WHAT IS REQUIRED:
Reproduce the lines below with "glass of juice" renamed to "cup of coffee" and nothing else changed.
........
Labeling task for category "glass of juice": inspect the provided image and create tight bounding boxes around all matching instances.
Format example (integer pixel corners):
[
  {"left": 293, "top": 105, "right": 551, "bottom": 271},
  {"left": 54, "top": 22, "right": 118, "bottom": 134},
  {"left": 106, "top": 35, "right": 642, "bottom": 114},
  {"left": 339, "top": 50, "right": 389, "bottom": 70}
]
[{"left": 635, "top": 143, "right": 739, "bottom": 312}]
........
EXERCISE RESULT:
Labeling task for category "cup of coffee": inspect the provided image and create tight bounding boxes around all matching instances.
Format example (integer pixel corners):
[
  {"left": 293, "top": 105, "right": 551, "bottom": 271},
  {"left": 54, "top": 22, "right": 118, "bottom": 134},
  {"left": 106, "top": 35, "right": 642, "bottom": 114},
  {"left": 339, "top": 50, "right": 389, "bottom": 70}
]
[{"left": 635, "top": 143, "right": 739, "bottom": 312}]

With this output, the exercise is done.